** Begin Supplied records **

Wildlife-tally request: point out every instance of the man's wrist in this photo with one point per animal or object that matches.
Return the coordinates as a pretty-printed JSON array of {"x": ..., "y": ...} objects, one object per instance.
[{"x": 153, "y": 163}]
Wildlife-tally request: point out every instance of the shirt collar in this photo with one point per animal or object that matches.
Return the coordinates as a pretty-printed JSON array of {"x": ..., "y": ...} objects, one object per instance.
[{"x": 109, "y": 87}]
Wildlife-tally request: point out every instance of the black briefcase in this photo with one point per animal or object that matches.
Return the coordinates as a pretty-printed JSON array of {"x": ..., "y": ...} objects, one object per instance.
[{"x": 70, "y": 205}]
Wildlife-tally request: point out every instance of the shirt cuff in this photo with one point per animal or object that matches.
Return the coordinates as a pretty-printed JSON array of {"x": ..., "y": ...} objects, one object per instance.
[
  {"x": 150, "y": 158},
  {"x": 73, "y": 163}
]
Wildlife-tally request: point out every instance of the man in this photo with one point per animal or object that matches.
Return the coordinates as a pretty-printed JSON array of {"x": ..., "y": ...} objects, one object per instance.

** End Supplied records **

Lay out each line of the items above as a Markdown table with the columns Row and Line, numbering the rows and omitting blank lines.

Response to this exercise -
| Row | Line |
|---|---|
| 1 | Wildlife-tally request: point out every instance of the man's wrist in this photo with one point per animal or object that matches. |
| 2 | Return the coordinates as a pretty-printed JSON array of {"x": ..., "y": ...} objects, one object per instance. |
| 3 | [{"x": 153, "y": 163}] |
| 4 | Wildlife-tally request: point out every instance of the shirt collar in this photo with one point per animal or object that matches. |
| 5 | Return the coordinates as a pretty-printed JSON array of {"x": ..., "y": ...} objects, one object per instance. |
| 6 | [{"x": 109, "y": 87}] |
| 7 | Wildlife-tally request: point out every instance of the black briefcase in this photo with one point per animal or object that matches. |
| 8 | Return the coordinates as a pretty-printed JSON array of {"x": ..., "y": ...} objects, one object per instance. |
| 9 | [{"x": 70, "y": 205}] |
| 10 | Wildlife-tally request: point out every instance of the shirt cuff in this photo with one point per animal or object that matches. |
| 11 | Return the coordinates as a pretty-printed JSON array of {"x": ..., "y": ...} objects, one object per instance. |
| 12 | [ |
| 13 |   {"x": 150, "y": 158}, |
| 14 |   {"x": 73, "y": 163} |
| 15 | ] |
| 16 | Wildlife-tally request: point out every instance of the man in this photo with one point per animal or object that matches. |
| 17 | Return the coordinates as a pretty-printed JSON array of {"x": ..., "y": ...} objects, one object per instance. |